- [TEXT SHOWN]
►
Live from Prairie Lights | Christopher Merrill & Christopher Bolin

Poets Christopher Merrill and Christopher Bolin will read from their new books of poetry. Christopher Merrill will read from On the Road to Lviv. Prismatic and polysemous, On the Road to Lviv invites us on an odyssey across Ukraine in the hour of war. "This chronicle/ Took shape the day the war began, which was/ My 65th birthday," writes legendary traveler, war correspondent, memoirist and poet Christopher Merrill. At once deeply personal yet rooted in history so recent you can almost see the smoke billowing from the ruins of Mariupol, the poem is equal parts chronicle, a document of war crimes, and a sober self-reflection in which the poem's speaker examines his own engagement with Ukraine as a "democratic-minded" Westerner "determined to develop/ Civil societies around the world." Not since Byron's Mazeppa has there been an English-language poem comparably engaged with Ukrainian history, appearing here en face with Nina Murray's masterly translation into Ukrainian.
◄
Point annotations on photos:
►
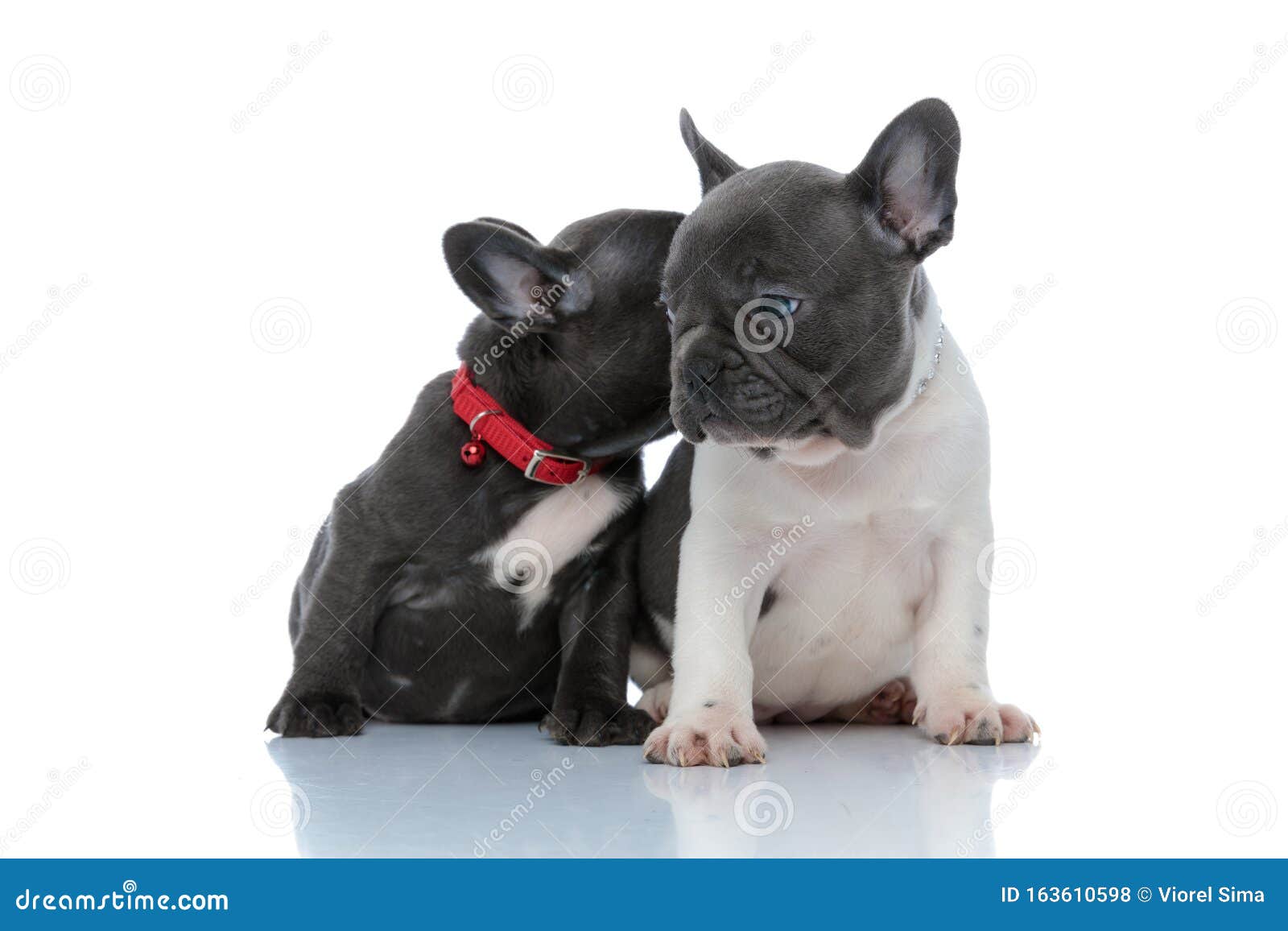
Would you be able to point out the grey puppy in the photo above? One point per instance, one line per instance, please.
(442, 592)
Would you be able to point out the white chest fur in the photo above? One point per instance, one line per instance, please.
(558, 529)
(843, 542)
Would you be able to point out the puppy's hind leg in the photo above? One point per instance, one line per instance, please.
(893, 703)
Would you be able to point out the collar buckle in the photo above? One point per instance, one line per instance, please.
(540, 454)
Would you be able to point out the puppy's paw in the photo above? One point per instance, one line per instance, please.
(893, 705)
(316, 714)
(715, 735)
(598, 725)
(656, 701)
(970, 716)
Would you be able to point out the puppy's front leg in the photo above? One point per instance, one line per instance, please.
(590, 707)
(334, 611)
(950, 675)
(710, 714)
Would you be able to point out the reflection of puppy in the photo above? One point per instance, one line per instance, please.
(454, 579)
(927, 802)
(834, 502)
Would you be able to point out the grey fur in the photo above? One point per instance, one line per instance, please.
(393, 566)
(850, 248)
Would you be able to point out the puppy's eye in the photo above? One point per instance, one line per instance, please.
(670, 315)
(787, 306)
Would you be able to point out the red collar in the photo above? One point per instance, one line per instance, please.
(491, 424)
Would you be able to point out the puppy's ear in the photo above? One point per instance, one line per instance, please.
(510, 276)
(910, 176)
(508, 225)
(714, 165)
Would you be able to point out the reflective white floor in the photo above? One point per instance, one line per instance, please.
(221, 788)
(508, 792)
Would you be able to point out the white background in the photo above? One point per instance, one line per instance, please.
(169, 454)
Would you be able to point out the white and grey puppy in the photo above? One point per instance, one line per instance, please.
(822, 534)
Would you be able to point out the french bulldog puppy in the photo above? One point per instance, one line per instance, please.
(473, 573)
(818, 536)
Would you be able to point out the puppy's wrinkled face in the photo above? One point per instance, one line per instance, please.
(584, 311)
(794, 291)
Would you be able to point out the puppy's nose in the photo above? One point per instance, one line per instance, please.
(701, 371)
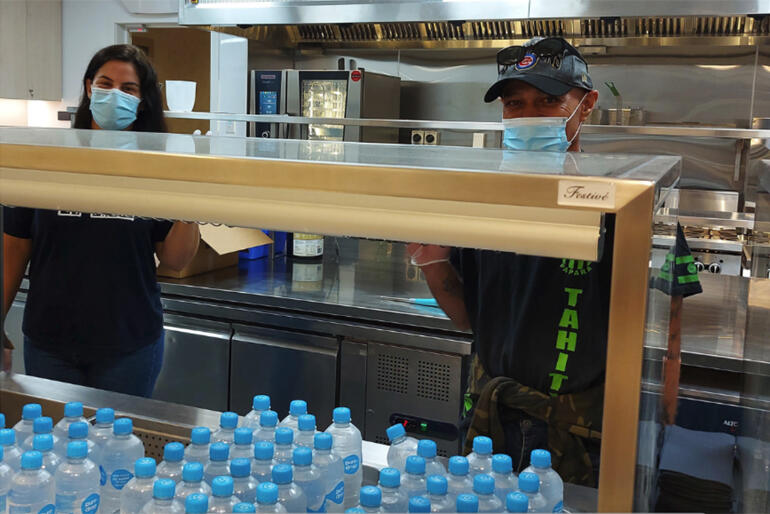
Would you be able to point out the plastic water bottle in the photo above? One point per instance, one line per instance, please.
(480, 460)
(401, 447)
(502, 472)
(308, 478)
(243, 447)
(296, 409)
(118, 459)
(437, 494)
(43, 443)
(138, 491)
(228, 422)
(267, 498)
(32, 488)
(192, 482)
(259, 404)
(10, 450)
(370, 499)
(458, 480)
(529, 484)
(219, 462)
(196, 503)
(172, 465)
(222, 499)
(268, 421)
(427, 450)
(262, 465)
(551, 485)
(244, 485)
(77, 482)
(198, 449)
(516, 502)
(467, 503)
(347, 444)
(484, 489)
(284, 445)
(290, 495)
(393, 498)
(413, 482)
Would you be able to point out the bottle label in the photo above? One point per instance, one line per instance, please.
(352, 462)
(120, 478)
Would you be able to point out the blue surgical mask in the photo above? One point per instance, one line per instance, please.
(546, 134)
(113, 109)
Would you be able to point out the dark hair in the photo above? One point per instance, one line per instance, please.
(149, 118)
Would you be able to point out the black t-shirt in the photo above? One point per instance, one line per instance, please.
(92, 281)
(541, 321)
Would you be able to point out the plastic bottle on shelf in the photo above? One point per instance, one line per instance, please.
(502, 472)
(119, 458)
(551, 484)
(192, 482)
(401, 447)
(173, 462)
(296, 409)
(290, 495)
(529, 485)
(347, 444)
(32, 488)
(198, 449)
(393, 498)
(138, 491)
(480, 460)
(219, 462)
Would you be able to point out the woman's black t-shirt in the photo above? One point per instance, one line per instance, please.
(92, 279)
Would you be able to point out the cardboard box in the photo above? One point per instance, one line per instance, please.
(218, 249)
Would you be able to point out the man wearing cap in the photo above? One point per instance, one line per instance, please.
(539, 324)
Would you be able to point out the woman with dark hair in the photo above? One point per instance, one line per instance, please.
(93, 314)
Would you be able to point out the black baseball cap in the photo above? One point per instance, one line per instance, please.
(551, 65)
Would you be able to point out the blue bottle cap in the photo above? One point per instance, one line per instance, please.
(540, 458)
(192, 472)
(219, 452)
(42, 425)
(31, 411)
(263, 450)
(390, 477)
(419, 504)
(260, 402)
(467, 503)
(32, 460)
(73, 410)
(502, 463)
(243, 435)
(173, 452)
(222, 486)
(415, 465)
(426, 448)
(284, 435)
(282, 474)
(482, 445)
(123, 426)
(196, 503)
(77, 450)
(517, 502)
(267, 493)
(298, 407)
(200, 435)
(322, 441)
(268, 418)
(529, 482)
(144, 467)
(437, 484)
(371, 496)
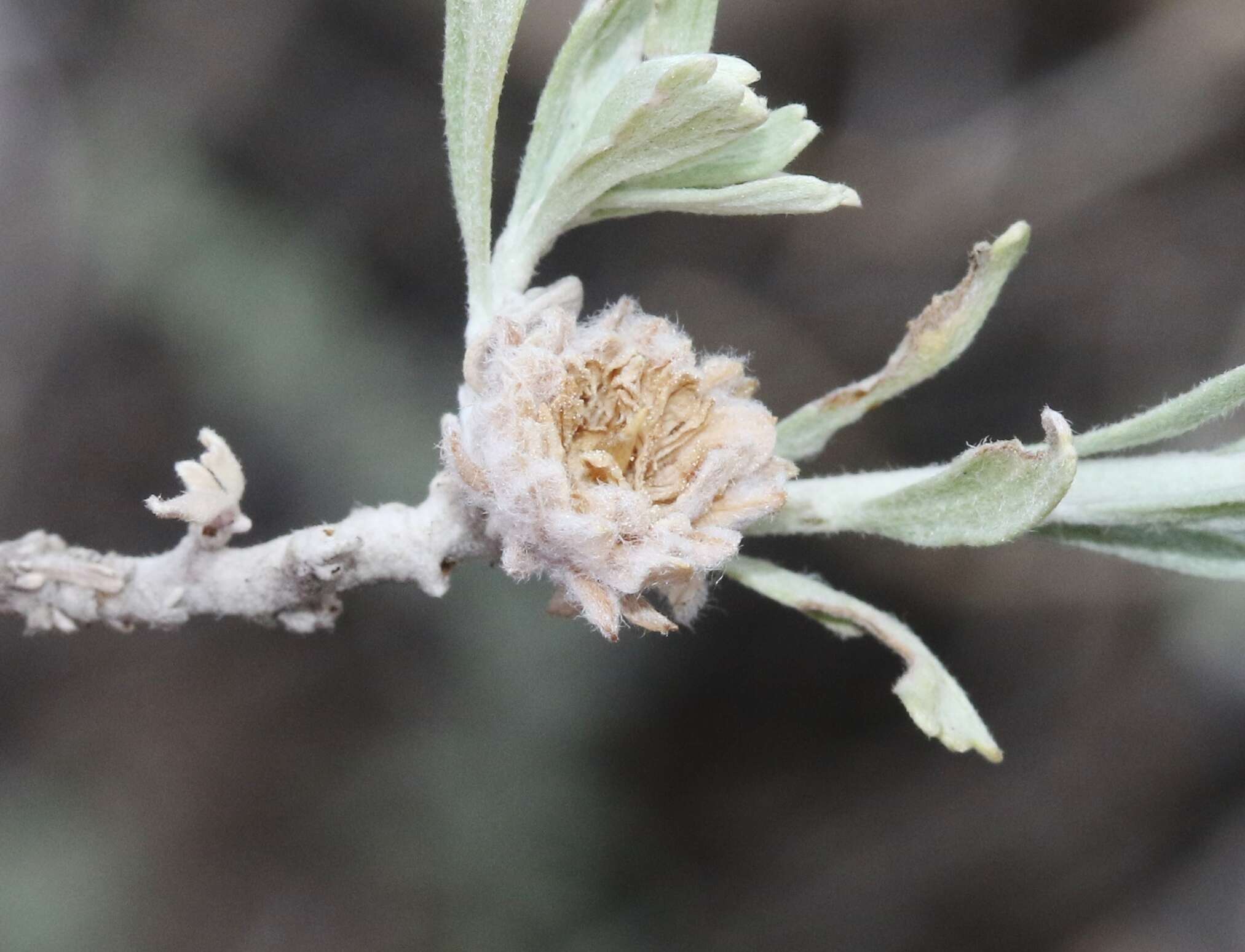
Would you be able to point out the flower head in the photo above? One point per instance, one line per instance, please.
(611, 457)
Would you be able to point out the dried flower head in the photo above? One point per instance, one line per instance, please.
(609, 457)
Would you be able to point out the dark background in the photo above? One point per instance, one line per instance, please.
(237, 213)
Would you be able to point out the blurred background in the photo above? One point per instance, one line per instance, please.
(237, 213)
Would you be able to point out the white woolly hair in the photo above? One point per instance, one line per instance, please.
(606, 541)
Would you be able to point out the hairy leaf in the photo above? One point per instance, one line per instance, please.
(478, 39)
(764, 152)
(1190, 552)
(934, 339)
(606, 42)
(680, 26)
(1215, 397)
(986, 495)
(777, 194)
(1167, 488)
(934, 699)
(662, 112)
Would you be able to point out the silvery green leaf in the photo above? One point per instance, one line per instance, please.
(1189, 489)
(777, 194)
(934, 699)
(662, 112)
(604, 44)
(986, 495)
(1215, 397)
(680, 26)
(934, 339)
(478, 39)
(1180, 549)
(764, 152)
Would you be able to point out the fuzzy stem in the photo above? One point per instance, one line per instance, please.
(294, 579)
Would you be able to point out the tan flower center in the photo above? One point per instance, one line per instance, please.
(629, 421)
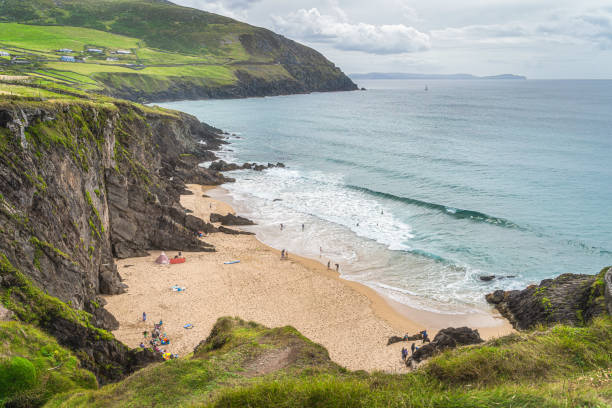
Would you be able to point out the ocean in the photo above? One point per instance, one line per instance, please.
(418, 193)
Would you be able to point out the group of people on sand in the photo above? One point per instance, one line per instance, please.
(157, 339)
(285, 253)
(414, 347)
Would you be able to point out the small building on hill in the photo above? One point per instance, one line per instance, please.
(20, 60)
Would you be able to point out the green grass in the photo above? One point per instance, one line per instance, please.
(172, 42)
(33, 367)
(557, 367)
(51, 38)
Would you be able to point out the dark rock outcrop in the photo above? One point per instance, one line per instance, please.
(109, 359)
(230, 219)
(5, 314)
(221, 165)
(569, 298)
(397, 339)
(446, 338)
(608, 289)
(234, 232)
(81, 184)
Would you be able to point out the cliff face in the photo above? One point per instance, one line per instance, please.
(176, 52)
(568, 298)
(83, 183)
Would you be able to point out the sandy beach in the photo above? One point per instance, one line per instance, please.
(351, 320)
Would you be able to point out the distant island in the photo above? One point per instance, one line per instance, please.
(400, 75)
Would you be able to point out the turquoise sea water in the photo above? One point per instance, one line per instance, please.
(418, 193)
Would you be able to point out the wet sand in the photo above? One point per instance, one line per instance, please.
(351, 320)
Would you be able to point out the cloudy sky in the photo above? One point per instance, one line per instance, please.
(537, 38)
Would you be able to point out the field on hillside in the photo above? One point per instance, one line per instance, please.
(39, 45)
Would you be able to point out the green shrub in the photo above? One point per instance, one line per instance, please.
(16, 376)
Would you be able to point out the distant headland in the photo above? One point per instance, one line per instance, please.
(400, 75)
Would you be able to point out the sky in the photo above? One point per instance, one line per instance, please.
(536, 38)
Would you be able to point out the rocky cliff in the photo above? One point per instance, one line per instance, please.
(569, 298)
(80, 184)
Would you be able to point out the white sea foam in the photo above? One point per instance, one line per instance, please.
(354, 230)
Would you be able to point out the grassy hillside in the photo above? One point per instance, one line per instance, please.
(165, 51)
(33, 367)
(244, 364)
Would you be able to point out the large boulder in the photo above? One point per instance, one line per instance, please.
(446, 338)
(569, 298)
(234, 232)
(608, 289)
(5, 314)
(230, 219)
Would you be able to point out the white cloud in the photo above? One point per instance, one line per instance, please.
(594, 28)
(311, 25)
(237, 9)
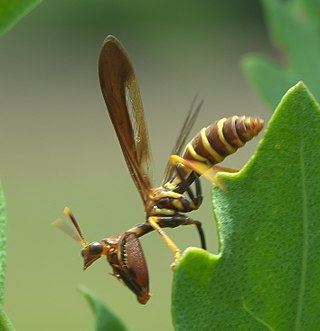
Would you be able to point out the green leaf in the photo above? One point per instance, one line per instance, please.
(5, 323)
(11, 11)
(294, 27)
(3, 244)
(106, 320)
(266, 275)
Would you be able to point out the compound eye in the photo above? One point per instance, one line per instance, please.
(95, 248)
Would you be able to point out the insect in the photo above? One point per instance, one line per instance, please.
(166, 205)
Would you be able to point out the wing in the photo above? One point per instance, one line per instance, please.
(121, 94)
(183, 135)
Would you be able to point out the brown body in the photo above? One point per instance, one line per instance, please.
(165, 206)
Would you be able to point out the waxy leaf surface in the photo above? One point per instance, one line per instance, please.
(266, 275)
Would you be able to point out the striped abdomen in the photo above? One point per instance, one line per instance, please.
(213, 143)
(222, 138)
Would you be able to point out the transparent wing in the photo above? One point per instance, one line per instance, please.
(121, 94)
(183, 135)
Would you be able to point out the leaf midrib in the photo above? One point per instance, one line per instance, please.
(305, 246)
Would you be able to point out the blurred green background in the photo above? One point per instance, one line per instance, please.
(58, 147)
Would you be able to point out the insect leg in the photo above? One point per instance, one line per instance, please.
(184, 186)
(154, 222)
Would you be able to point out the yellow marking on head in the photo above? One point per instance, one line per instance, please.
(177, 204)
(209, 148)
(220, 125)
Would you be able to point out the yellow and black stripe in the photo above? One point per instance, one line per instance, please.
(215, 142)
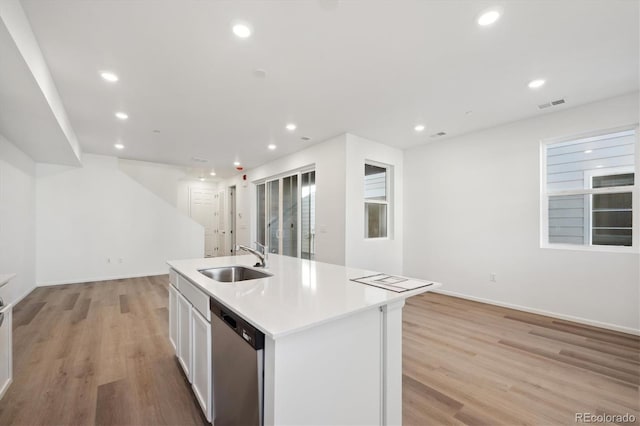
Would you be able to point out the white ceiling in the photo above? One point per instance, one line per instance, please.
(373, 68)
(26, 115)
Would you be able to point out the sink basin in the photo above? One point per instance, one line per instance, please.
(230, 274)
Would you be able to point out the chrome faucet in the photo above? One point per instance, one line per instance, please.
(262, 257)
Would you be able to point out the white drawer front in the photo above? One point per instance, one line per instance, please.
(197, 298)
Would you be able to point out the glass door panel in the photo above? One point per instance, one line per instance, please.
(290, 216)
(273, 216)
(308, 214)
(261, 213)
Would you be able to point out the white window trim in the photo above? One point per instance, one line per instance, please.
(388, 202)
(544, 196)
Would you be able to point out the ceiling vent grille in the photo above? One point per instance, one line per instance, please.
(552, 103)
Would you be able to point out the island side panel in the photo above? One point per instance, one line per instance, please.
(392, 363)
(329, 374)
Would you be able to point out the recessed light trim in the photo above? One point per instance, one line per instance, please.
(489, 17)
(537, 83)
(241, 30)
(109, 76)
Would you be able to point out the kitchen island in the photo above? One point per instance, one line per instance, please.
(332, 347)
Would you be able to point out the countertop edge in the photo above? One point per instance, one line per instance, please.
(402, 296)
(5, 278)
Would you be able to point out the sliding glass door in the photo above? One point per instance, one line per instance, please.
(279, 220)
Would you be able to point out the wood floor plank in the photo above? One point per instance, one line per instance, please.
(82, 349)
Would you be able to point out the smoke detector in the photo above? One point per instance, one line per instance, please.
(552, 103)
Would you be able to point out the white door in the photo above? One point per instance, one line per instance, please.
(222, 225)
(201, 367)
(173, 317)
(203, 209)
(184, 335)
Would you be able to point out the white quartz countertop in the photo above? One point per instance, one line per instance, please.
(5, 278)
(300, 294)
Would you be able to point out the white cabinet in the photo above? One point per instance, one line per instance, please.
(201, 366)
(6, 366)
(184, 335)
(173, 317)
(190, 335)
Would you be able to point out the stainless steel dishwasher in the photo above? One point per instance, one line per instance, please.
(238, 368)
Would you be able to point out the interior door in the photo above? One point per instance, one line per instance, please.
(221, 225)
(202, 209)
(290, 216)
(273, 216)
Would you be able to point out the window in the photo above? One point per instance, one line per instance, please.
(589, 190)
(376, 201)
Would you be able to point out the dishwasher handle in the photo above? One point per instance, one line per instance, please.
(231, 322)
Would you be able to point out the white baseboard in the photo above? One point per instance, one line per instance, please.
(5, 387)
(25, 294)
(93, 279)
(580, 320)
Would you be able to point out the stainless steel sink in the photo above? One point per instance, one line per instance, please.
(230, 274)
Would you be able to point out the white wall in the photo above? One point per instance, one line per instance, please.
(380, 254)
(474, 209)
(329, 160)
(17, 221)
(90, 214)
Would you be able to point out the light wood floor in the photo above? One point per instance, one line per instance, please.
(99, 353)
(472, 363)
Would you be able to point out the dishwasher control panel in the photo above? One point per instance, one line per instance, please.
(248, 332)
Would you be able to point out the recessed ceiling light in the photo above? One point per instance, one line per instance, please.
(241, 30)
(489, 17)
(109, 76)
(534, 84)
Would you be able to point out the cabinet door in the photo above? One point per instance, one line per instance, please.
(201, 367)
(184, 335)
(173, 317)
(6, 349)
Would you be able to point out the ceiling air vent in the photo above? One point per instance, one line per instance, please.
(552, 103)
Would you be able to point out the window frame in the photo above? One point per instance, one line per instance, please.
(634, 189)
(387, 201)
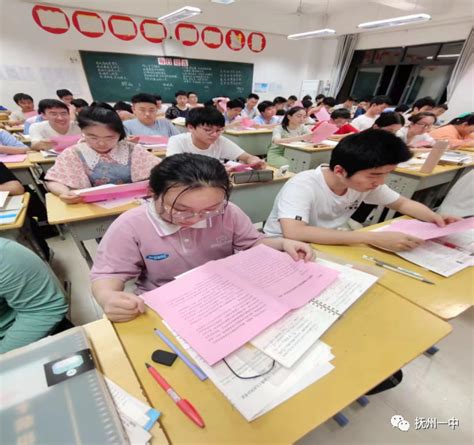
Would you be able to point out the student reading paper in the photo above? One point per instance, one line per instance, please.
(313, 204)
(104, 157)
(205, 126)
(188, 223)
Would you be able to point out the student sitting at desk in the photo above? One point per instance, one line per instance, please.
(31, 304)
(416, 133)
(340, 118)
(313, 204)
(189, 222)
(459, 132)
(10, 145)
(291, 129)
(266, 118)
(145, 122)
(104, 157)
(57, 123)
(205, 127)
(376, 106)
(27, 106)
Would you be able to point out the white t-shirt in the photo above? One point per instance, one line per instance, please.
(307, 197)
(363, 122)
(42, 131)
(221, 149)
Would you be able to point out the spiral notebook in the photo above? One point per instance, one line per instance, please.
(52, 392)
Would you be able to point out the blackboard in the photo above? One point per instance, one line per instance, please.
(115, 76)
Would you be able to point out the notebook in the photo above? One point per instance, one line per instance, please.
(52, 388)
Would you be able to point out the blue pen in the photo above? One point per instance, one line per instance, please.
(198, 372)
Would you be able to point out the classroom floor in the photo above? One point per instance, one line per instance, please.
(439, 387)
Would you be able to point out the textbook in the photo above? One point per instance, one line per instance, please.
(220, 306)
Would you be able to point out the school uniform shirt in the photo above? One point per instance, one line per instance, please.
(418, 139)
(80, 166)
(363, 122)
(9, 140)
(140, 245)
(161, 127)
(308, 198)
(223, 148)
(43, 130)
(31, 304)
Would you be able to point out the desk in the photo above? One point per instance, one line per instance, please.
(448, 298)
(255, 142)
(304, 156)
(378, 335)
(85, 221)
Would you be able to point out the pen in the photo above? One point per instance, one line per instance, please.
(182, 404)
(194, 368)
(398, 270)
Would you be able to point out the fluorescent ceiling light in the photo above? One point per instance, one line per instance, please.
(307, 35)
(396, 21)
(180, 14)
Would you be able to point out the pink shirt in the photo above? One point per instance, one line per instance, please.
(141, 245)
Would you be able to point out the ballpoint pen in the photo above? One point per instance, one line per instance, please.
(182, 404)
(194, 368)
(400, 270)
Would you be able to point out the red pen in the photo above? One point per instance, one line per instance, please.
(182, 404)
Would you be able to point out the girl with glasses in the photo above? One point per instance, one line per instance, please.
(103, 156)
(188, 222)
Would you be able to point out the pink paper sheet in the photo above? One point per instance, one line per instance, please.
(134, 190)
(222, 305)
(426, 231)
(323, 132)
(7, 159)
◄
- [REQUIRED ACTIONS]
1 - Convert the stretch of the records from the line containing "Would you be able to point out the girl" through the end of the records into a JSON list of strings, one string per line, leaving out blank lines.
2 - Carry on the announcement of the poetry reading from the point where it stops.

- [SOLVED PROBLEMS]
1 -
[
  "Would you be able to point out the girl with glasses in the photo above? One point per instance, one line per instance, please.",
  "(103, 156)",
  "(188, 222)",
  "Would you be able to point out the pink paper sheet in the photo above? One point per instance, one line per instance, please.",
  "(134, 190)",
  "(222, 305)",
  "(426, 231)",
  "(323, 132)",
  "(7, 159)"
]

2 -
Christopher Merrill has published seven collections of poetry, including Watch Fire, for which he received the Lavan Younger Poets Award from the Academy of American Poets; many edited volumes and translations; and six books of nonfiction, among them, Only the Nails Remain: Scenes from the Balkan Wars, Things of the Hidden God: Journey to the Holy Mountain, The Tree of the Doves: Ceremony, Expedition, War, and Self- Portrait with Dogwood. His writings have been translated into nearly 40 languages; his journalism appears widely; his honors include a Chevalier des Arts et des Lettres from the French government, numerous translation awards, and fellowships from the John Simon Guggenheim Memorial and Ingram Merrill Foundations. As director of the International Writing Program at the University of Iowa since 2000, Merrill has conducted cultural diplomacy missions to more than 50 countries, and he served as a Senior Fulbright Specialist in Poland and Russia. He also served on the U.S. National Commission for UNESCO from 2011-2018, and in April 2012 President Barack Obama appointed him to the National Council on the Humanities.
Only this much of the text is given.